:: Your objective ::
Restate word for word the entries below, starting with the line with "Query: framed photo of standing man" and continuing through the line with "Query: green proraso tube". Include both of those lines and no others.

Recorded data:
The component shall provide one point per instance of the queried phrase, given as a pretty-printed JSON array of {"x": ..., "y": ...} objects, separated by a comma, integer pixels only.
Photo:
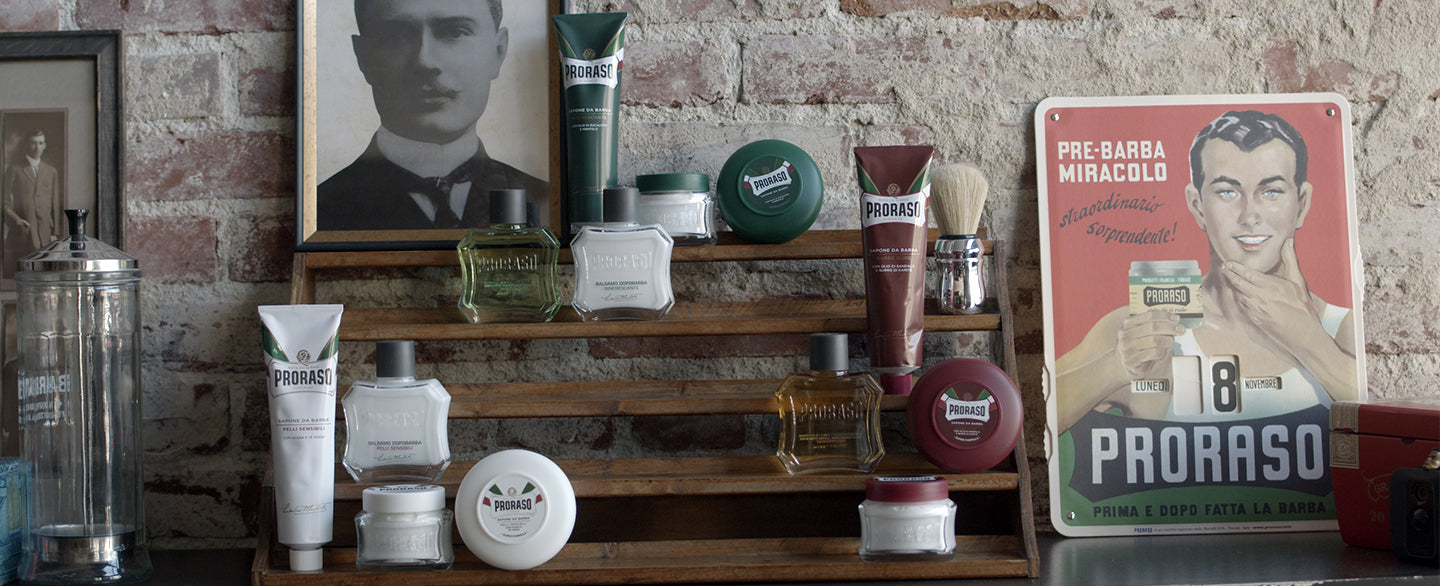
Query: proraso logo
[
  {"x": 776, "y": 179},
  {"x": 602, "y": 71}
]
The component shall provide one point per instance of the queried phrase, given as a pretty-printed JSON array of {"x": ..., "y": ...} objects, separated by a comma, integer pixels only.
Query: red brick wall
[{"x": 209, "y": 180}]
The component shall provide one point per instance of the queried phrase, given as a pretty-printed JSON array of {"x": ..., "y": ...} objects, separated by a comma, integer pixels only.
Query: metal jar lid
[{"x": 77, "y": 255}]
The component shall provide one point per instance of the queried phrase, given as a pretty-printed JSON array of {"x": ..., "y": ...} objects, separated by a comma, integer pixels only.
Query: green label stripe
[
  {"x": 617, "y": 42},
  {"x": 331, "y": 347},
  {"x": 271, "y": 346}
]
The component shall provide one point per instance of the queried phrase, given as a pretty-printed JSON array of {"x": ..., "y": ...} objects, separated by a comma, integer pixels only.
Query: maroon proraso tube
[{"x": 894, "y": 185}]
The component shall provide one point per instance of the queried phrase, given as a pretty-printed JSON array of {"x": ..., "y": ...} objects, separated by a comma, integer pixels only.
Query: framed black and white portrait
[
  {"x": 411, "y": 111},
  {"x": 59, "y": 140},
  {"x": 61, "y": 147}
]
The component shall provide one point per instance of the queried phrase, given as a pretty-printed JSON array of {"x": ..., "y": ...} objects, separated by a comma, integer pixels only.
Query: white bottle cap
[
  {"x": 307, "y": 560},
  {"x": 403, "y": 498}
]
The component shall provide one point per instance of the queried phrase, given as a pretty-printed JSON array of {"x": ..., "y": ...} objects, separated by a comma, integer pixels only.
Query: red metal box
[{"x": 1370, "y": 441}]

--

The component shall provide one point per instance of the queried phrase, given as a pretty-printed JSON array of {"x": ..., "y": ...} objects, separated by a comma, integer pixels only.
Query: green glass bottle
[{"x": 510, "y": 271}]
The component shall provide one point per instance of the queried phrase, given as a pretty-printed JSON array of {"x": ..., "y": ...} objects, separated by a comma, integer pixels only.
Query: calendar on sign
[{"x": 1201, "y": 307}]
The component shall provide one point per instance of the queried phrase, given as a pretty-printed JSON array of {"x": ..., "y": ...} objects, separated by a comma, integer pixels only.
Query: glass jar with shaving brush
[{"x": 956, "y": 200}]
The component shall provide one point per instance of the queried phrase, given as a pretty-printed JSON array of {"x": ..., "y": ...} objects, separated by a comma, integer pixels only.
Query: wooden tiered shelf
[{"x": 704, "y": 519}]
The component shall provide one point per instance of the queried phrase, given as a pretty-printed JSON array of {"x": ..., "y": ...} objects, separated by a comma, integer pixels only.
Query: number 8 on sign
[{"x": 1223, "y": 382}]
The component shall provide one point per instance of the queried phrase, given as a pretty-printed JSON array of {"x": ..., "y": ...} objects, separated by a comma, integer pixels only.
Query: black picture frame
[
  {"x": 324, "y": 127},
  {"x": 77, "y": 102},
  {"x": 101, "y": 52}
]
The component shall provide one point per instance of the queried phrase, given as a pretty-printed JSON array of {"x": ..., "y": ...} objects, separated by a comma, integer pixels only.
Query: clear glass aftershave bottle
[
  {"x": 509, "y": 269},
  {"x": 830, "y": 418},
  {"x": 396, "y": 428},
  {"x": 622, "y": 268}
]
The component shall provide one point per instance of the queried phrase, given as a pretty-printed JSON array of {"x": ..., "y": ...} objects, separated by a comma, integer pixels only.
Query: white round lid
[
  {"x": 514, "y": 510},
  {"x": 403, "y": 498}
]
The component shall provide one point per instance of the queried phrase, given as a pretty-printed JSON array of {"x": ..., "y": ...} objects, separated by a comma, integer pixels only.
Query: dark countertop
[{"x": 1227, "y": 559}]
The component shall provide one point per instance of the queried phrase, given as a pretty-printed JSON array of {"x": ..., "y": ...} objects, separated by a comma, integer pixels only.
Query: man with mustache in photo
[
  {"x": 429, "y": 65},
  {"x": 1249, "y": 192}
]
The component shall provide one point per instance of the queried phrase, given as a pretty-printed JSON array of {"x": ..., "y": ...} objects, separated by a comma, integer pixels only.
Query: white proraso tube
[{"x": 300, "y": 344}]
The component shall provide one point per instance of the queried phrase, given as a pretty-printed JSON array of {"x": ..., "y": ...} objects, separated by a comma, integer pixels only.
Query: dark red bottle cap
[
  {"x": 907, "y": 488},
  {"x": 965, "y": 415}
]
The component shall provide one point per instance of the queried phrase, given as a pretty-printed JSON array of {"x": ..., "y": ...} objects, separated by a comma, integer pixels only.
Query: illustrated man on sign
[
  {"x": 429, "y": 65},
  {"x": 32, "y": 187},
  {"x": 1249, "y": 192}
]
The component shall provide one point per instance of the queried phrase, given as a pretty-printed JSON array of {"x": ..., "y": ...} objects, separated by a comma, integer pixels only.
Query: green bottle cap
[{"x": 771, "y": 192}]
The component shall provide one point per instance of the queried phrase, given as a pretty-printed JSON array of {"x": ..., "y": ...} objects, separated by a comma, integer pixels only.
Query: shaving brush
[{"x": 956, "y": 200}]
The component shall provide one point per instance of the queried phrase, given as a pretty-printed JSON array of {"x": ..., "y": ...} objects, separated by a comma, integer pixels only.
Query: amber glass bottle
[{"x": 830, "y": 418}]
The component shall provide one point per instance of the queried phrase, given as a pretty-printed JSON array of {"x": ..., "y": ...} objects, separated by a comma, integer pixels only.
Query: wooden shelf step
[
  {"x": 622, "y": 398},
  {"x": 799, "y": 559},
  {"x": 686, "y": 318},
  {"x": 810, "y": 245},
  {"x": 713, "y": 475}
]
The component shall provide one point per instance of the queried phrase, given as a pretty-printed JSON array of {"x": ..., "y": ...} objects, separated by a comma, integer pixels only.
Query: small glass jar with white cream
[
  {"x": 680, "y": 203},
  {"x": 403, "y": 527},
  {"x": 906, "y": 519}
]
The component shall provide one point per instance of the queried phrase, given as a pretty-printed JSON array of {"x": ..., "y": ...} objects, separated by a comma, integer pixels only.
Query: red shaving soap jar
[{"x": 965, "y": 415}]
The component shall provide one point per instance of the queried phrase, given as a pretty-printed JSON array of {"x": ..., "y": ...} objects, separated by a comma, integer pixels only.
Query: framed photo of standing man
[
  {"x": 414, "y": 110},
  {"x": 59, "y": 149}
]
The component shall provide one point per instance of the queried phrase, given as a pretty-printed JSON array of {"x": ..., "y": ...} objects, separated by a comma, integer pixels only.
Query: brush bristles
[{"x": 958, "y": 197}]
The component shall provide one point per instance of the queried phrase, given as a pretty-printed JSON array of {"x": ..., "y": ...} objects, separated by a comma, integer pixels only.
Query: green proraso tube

:: Reply to the task ::
Query: framed photo of standing man
[
  {"x": 414, "y": 110},
  {"x": 59, "y": 149}
]
The component shall provide one point per instance of the queried phrase, given as a pretty-printed JSON array of {"x": ..., "y": ...} objects, separated by a comma, integer pixels only.
Query: brush bristles
[{"x": 958, "y": 197}]
The component shall provide one point per instance of the queried phrase, given as a pretty-printed JSON array of {"x": ..., "y": ...} objects, separated by a comma, integer pixels only.
Query: green proraso tube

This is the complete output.